▶ Given text
He was a simple man, his worldly belongings fit easily into two chairs of my badass minivan, consisting mostly of rocks, wood carvings, and feathers. He had a box full of pictures – remnants of good times – memories immortalized in time by the click of a camera and ink on paper. He had some sweet grass. Lastly, his pocket knife and shoes along with an “Indian blanket” in a backpack. He never went anywhere without his backpack – always prepared to sleep under the stars, always prepared to never return. And finally, one day, without his backpack, without his sweet grass or even his shoes – he was whisked away to the hospital. Deathly ill he clung to life for almost a week. When I arrived I promised to get him outside. Under the Colorado blue sky, cotton wood fluff floating through the air, warm dry breeze blowing in his hair, he took his last breath. And there I stood, silent. Time stopped momentarily as if the Earth ceased to spin.

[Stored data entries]
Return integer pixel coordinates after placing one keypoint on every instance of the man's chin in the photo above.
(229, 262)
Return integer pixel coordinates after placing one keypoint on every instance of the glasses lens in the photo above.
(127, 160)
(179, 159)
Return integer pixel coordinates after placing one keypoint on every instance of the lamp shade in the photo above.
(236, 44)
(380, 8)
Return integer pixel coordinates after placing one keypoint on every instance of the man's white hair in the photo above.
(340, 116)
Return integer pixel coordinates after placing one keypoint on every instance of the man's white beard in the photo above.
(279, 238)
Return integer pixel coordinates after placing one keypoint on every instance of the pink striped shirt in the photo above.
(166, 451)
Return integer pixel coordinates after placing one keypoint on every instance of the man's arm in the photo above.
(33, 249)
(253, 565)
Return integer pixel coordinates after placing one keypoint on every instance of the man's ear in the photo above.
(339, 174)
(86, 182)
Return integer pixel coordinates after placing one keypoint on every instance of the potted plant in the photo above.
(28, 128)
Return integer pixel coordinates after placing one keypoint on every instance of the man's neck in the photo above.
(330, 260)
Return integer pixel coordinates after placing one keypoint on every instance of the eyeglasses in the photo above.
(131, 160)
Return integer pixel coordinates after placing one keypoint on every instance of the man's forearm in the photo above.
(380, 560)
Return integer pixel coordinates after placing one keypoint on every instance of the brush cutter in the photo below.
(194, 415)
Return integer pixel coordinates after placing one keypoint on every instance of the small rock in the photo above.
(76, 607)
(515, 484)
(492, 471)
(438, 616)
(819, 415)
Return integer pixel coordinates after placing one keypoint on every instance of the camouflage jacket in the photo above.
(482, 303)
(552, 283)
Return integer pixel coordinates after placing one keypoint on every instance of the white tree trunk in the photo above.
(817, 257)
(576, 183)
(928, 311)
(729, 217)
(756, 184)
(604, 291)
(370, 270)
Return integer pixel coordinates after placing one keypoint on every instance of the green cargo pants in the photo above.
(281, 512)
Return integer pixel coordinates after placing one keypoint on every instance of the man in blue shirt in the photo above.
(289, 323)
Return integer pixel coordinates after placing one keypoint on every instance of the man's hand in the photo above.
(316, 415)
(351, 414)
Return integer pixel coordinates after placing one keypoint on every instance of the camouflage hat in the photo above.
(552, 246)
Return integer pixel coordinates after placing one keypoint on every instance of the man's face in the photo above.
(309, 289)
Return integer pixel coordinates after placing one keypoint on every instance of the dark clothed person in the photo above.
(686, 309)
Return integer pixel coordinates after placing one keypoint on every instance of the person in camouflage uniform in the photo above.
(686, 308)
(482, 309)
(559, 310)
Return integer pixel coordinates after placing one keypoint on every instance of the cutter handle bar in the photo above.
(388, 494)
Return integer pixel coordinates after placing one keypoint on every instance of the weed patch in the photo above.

▶ Task 1
In the passage about the simple man and his belongings, what did he never go anywhere without?
▶ Task 2
Resume the passage about the man's last days, picking up after its final sentence.
These records come from a different source than the text.

▶ Exercise answer 1
His backpack.

▶ Exercise answer 2
Two weeks later and I am just now integrating his rocks and wood carvings into my own yard in Texas. His feathers placed lovingly in a basket along with his sweet grass. His photos merged into the treasure chest with my own. His shoes given with love to his primero primo. His pocket knife will belong to my daughter someday but for now it is mine. His blanket, torn and worn, perhaps I will salvage and make into satchels to carry sacred objects. His backpack currently at my feet, tucked under my desk, empty with no purpose as of yet other than to remind me how he yearned to be nomadic. He yearned to escape a life of servitude to a dysfunctional family. He dreamed of a day he could be free of the yolk placed upon him by his own hands years ago when he chose to be caretaker in his mother’s home.
I have yet to cry out my grief with great ferocity, it is trapped in my chest along with the regrets I have for having not called more, spent more time and all those type of regrets people feel when someone they love dies.
My dad, my father, I forgive him now for his depression, his alcoholism, his domestic violence, his melancholy mood that kept me distant for all my adult life. I see now how he tried, I see how he loved and it only came to me clearly after seeing how he died.